## PROBLEM DESCRIPTION
Copy out every line of the data below word for word, but leave out the pictures.

— Start STORED RECORDS —

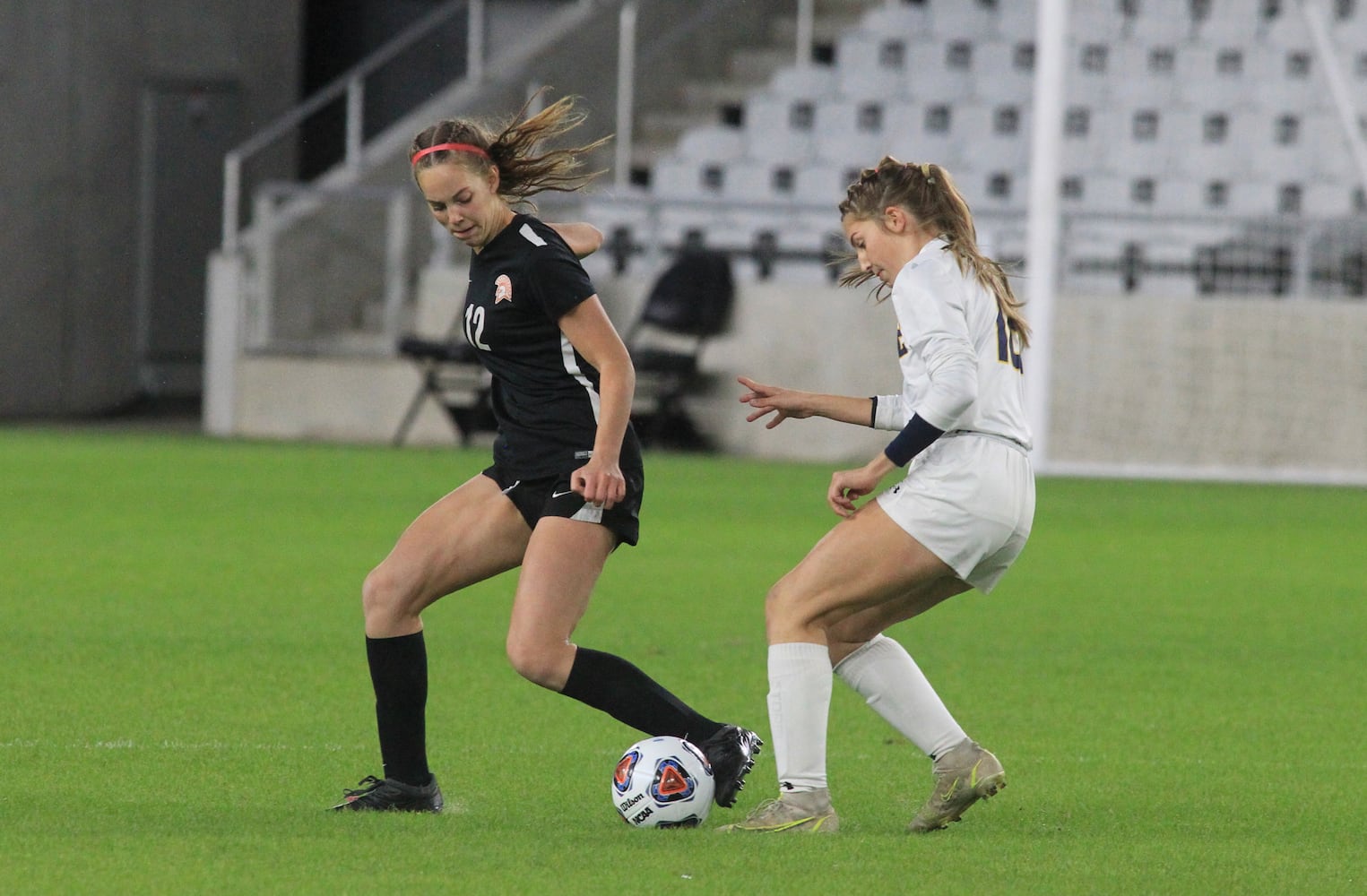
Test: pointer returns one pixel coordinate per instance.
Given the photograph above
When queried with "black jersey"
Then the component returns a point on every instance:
(546, 395)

— End STORED RECORDS —

## RESPONSE TO THE TASK
Test: pointer returns one pixel coordinate per instance.
Given the photograph above
When queried with "black jersey"
Then the component returns a point on every instance:
(546, 395)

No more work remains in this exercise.